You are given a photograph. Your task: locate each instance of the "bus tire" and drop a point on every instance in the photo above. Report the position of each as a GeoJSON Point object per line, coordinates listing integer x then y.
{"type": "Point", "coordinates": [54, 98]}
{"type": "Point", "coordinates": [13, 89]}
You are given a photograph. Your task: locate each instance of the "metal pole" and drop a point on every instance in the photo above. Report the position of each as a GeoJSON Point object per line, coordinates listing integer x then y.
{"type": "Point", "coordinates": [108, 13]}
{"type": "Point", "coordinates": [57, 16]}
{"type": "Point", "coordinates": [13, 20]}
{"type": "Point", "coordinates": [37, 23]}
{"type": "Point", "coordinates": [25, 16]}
---
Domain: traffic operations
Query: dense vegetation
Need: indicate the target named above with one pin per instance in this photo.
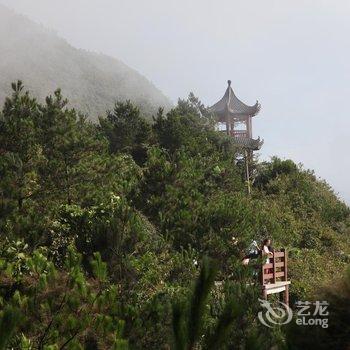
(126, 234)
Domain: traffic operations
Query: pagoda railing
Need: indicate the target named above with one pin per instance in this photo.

### TASK BRIEF
Return, from the data, each line where the string "Query" occurs.

### EXERCISE RESULT
Query: dense vegetation
Query: pagoda railing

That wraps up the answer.